Blocco di testo:
---

Ha accumulato tre nomine in tre commissioni sull’intelligenza artificiale. 

Certo, ma questo non è la cosa più importante. È chiaro che stiamo vivendo un’accelerazione dell’intelligenza artificiale e la possiamo misurare da un dato molto semplice.

Quale?

Il valore di OpenAI. Nel 2018 era 100 milioni di dollari, nel gennaio 2023 era 11 miliardi di dollari, e oggi è stimato sugli 80 miliardi di dollari. Nel Parlamento Europeo si parla di AI Act, il primo regolamento su questo settore. La tecnologia sta cambiando i contorni della realtà in cui viviamo.

Si parla molto dell’impatto che avrà su di noi. Ma forse questi contorni non sono stati ancora tracciati.

L’intelligenza artificiale è una tecnologia destinata a cambiare tutte le cose che conosciamo. Interverrà su tutto: sul mondo in cui intendiamo l’industria e sui social. Io mi occupo di etica e quindi cerco di capire come questa tecnologia cambierà gli equilibri di potere.

Proviamo a dare una definizione di intelligenza artificiale.

È un problema. Anzi, è il primo problema. Non è un caso. C’è una corsa tra gatti e topi, tra i regolatori che vogliono mettere dei confini e le aziende che vogliono fuggire alla definizione di questa tecnologia. C’è chi si sta tirando indietro dicendo che i suoi software non sono basati sull’intelligenza artificiale.

---

Dati da esaminare:
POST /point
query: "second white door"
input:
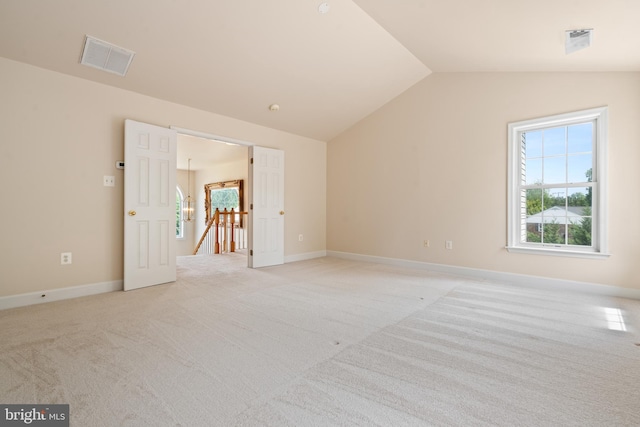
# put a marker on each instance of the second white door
(266, 207)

---

Cosa serve: Puoi riscrivere come elenco puntato il paragrafo del testo sull'intelligenza artificiale che inizia con «Il valore di OpenAI», conservandone i fatti principali? Il materiale qui non ha alcun ruolo.

Risposta scritta:
- Valore di OpenAI: 100 milioni di dollari nel 2018, 11 miliardi nel gennaio 2023, oggi stimato sugli 80 miliardi.
- Nel Parlamento Europeo si discute dell'AI Act, il primo regolamento sul settore.
- La tecnologia sta cambiando i contorni della realtà in cui viviamo.